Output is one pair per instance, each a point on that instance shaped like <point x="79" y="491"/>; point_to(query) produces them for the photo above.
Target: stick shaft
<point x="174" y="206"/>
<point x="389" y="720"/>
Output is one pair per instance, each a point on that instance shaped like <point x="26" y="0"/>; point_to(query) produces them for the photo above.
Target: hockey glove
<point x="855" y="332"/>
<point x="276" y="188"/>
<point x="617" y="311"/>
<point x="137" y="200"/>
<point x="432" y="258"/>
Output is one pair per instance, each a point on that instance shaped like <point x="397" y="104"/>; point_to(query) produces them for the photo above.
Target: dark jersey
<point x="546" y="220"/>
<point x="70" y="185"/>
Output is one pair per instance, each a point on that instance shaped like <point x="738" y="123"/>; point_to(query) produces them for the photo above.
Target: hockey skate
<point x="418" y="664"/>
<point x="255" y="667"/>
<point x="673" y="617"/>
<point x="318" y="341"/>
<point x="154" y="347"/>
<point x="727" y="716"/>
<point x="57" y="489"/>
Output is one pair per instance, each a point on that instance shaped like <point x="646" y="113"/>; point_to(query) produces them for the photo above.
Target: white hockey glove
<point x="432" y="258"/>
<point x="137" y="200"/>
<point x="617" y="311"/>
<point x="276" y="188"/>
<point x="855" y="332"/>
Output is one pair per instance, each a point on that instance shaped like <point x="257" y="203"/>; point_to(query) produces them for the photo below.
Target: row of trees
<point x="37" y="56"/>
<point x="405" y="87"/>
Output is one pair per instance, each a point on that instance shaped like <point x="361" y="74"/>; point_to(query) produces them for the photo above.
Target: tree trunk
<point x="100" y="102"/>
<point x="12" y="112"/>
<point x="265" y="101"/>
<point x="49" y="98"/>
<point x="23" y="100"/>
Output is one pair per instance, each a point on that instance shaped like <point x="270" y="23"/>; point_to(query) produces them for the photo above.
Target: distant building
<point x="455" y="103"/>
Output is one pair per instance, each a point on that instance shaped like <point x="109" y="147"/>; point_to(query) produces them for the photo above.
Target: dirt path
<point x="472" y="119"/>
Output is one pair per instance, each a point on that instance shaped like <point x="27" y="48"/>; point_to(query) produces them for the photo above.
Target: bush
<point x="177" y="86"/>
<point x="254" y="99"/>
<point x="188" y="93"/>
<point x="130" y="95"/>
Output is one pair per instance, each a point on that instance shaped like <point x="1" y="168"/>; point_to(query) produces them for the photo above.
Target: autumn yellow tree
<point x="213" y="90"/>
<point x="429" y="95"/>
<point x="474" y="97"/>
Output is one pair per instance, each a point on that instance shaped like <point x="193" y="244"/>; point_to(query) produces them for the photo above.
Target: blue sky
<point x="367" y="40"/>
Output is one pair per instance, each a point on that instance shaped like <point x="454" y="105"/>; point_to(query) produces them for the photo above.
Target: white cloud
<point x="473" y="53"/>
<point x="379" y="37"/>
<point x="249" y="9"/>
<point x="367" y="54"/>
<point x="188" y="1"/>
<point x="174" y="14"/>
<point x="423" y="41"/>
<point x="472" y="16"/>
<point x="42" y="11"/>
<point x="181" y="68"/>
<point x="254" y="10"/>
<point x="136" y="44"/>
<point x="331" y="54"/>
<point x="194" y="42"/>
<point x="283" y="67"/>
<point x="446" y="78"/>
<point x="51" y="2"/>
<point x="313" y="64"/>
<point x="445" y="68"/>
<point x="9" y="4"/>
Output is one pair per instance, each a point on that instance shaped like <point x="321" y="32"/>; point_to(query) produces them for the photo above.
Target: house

◆ Exercise
Write the entries above out again, verbatim.

◆ Task response
Output is one pair per instance, each a point on that instance shaped like <point x="79" y="491"/>; point_to(query) produces them for the photo above.
Target: stick shaft
<point x="174" y="206"/>
<point x="389" y="720"/>
Output is one pair per instance, each a point on that instance shaped like <point x="26" y="0"/>; point_to(query) produces them for the photo above.
Target: hockey glove
<point x="855" y="332"/>
<point x="276" y="188"/>
<point x="617" y="311"/>
<point x="137" y="200"/>
<point x="432" y="258"/>
Output is one pair per instance, each a point on that instance shaped like <point x="397" y="104"/>; point_to(query) produces them for the photo above.
Target: dark jersey
<point x="546" y="220"/>
<point x="70" y="185"/>
Output is one pair per instance, each a point on that instance shaped like <point x="738" y="123"/>; point_to(query) produces them for the photo above.
Target: hockey skate
<point x="418" y="664"/>
<point x="255" y="667"/>
<point x="673" y="617"/>
<point x="318" y="341"/>
<point x="154" y="347"/>
<point x="727" y="716"/>
<point x="57" y="489"/>
Output is one pair per instance, each a point on that instance shaped like <point x="646" y="113"/>; point_to(query) produces them for the photo above.
Target: white hockey glove
<point x="432" y="258"/>
<point x="137" y="200"/>
<point x="617" y="311"/>
<point x="276" y="188"/>
<point x="855" y="332"/>
Output is one pair per instance, each a point on that instance shaped like <point x="257" y="203"/>; point_to(query) produces them for the photo below.
Target: row of trees
<point x="37" y="56"/>
<point x="405" y="87"/>
Output is one pair per instance, each a point on that instance shaped like <point x="361" y="74"/>; point_to(query) produces them for the photo above.
Target: tree trunk
<point x="100" y="102"/>
<point x="12" y="112"/>
<point x="265" y="101"/>
<point x="49" y="98"/>
<point x="23" y="100"/>
Output is one pair per instance, each a point on that instance shaped like <point x="270" y="23"/>; point_to(query) produces them for the photo above.
Target: distant building
<point x="455" y="103"/>
Output is one pair per instance, each a point on that instance shaped like <point x="109" y="147"/>; point_to(query) produces them for the photo above.
Target: dirt path
<point x="472" y="119"/>
Output is one pair per instance, each a point on that instance shaped like <point x="27" y="48"/>; point_to(query) produces them for the photo above.
Target: bush
<point x="177" y="86"/>
<point x="254" y="99"/>
<point x="188" y="93"/>
<point x="130" y="95"/>
Output is one pair per instance, each a point on that instance shaped like <point x="1" y="168"/>; point_to(query) produces them for the photo above.
Target: autumn yellow tree
<point x="213" y="90"/>
<point x="429" y="95"/>
<point x="474" y="97"/>
Output is one pair per instance, each a point on that instance shaped like <point x="193" y="244"/>; point_to(query) produces them for the photo above.
Target: blue sky
<point x="367" y="40"/>
Output is one pair per instance, each a point on that instance shaped like <point x="454" y="105"/>; point_to(query) produces them for the photo above.
Target: white cloud
<point x="473" y="53"/>
<point x="379" y="37"/>
<point x="249" y="9"/>
<point x="367" y="54"/>
<point x="188" y="1"/>
<point x="174" y="14"/>
<point x="423" y="41"/>
<point x="472" y="16"/>
<point x="42" y="11"/>
<point x="181" y="68"/>
<point x="254" y="10"/>
<point x="136" y="44"/>
<point x="331" y="54"/>
<point x="194" y="42"/>
<point x="283" y="67"/>
<point x="446" y="78"/>
<point x="51" y="2"/>
<point x="313" y="64"/>
<point x="445" y="68"/>
<point x="9" y="4"/>
Output is one pair per instance, each a point on that instance shaped like <point x="321" y="32"/>; point_to(query) produces them for the photo above.
Target: house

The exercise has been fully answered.